**YOUR OBJECTIVE**
Render all of the data below as a two-column CSV headed instruction and output. Give each instruction its own row beside its full output, enclosing every field in double quotes and replacing line breaks with spaces.

— start —

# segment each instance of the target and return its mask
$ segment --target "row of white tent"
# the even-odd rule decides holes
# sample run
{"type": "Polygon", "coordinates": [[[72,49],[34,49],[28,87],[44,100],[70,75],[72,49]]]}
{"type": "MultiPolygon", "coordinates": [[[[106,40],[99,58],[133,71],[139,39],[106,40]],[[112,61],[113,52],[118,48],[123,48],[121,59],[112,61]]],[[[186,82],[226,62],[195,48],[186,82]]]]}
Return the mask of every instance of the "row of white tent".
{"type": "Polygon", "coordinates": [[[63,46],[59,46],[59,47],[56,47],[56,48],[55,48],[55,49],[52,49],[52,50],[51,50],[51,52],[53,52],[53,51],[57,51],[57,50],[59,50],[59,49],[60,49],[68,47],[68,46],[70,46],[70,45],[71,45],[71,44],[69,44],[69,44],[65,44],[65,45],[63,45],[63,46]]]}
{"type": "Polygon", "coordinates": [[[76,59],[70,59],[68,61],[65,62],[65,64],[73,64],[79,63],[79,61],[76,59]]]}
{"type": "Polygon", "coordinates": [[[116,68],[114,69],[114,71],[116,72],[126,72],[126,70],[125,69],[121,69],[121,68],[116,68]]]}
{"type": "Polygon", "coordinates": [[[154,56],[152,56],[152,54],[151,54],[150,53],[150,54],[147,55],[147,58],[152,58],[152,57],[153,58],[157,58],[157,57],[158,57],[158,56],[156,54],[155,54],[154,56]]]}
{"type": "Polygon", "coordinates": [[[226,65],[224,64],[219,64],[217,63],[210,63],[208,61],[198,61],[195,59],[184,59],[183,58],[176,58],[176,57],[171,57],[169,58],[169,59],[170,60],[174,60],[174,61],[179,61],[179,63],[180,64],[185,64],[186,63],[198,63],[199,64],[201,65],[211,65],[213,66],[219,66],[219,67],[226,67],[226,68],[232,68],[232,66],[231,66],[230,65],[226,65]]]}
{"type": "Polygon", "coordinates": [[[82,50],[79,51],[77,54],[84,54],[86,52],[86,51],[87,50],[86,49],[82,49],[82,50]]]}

— end —

**OUTPUT BELOW**
instruction,output
"# segment each instance of the target and return its mask $ segment --target ""row of white tent"" # the even-odd rule decides holes # sample run {""type"": ""Polygon"", ""coordinates"": [[[72,49],[34,49],[28,87],[44,100],[70,75],[72,49]]]} {""type"": ""MultiPolygon"", ""coordinates"": [[[[106,40],[99,58],[133,71],[139,39],[106,40]],[[112,61],[113,52],[118,48],[123,48],[121,59],[112,61]]],[[[186,82],[226,62],[195,48],[186,82]]]]} Return the mask of every instance of the ""row of white tent"".","{""type"": ""Polygon"", ""coordinates"": [[[63,46],[59,46],[59,47],[56,47],[56,48],[55,48],[55,49],[52,49],[52,50],[51,50],[51,52],[53,52],[53,51],[57,51],[57,50],[59,50],[59,49],[60,49],[68,47],[68,46],[70,46],[70,45],[71,45],[71,44],[69,44],[69,44],[65,44],[65,45],[63,45],[63,46]]]} {""type"": ""Polygon"", ""coordinates"": [[[76,59],[70,59],[68,61],[65,62],[65,64],[73,64],[79,63],[79,61],[76,59]]]} {""type"": ""Polygon"", ""coordinates"": [[[116,68],[114,69],[114,71],[116,72],[126,72],[126,70],[125,69],[121,69],[121,68],[116,68]]]} {""type"": ""Polygon"", ""coordinates"": [[[154,56],[152,56],[152,54],[151,54],[150,53],[150,54],[147,55],[147,58],[152,58],[152,57],[153,58],[157,58],[157,57],[158,57],[158,56],[156,54],[155,54],[154,56]]]} {""type"": ""Polygon"", ""coordinates"": [[[226,65],[224,64],[219,64],[217,63],[210,63],[208,61],[198,61],[195,59],[184,59],[183,58],[176,58],[176,57],[171,57],[169,58],[169,59],[170,60],[174,60],[174,61],[179,61],[179,63],[180,64],[185,64],[186,63],[198,63],[199,64],[201,65],[211,65],[213,66],[219,66],[219,67],[226,67],[226,68],[232,68],[232,66],[231,66],[230,65],[226,65]]]} {""type"": ""Polygon"", ""coordinates"": [[[82,50],[79,51],[77,54],[84,54],[86,52],[86,51],[87,50],[86,49],[82,49],[82,50]]]}"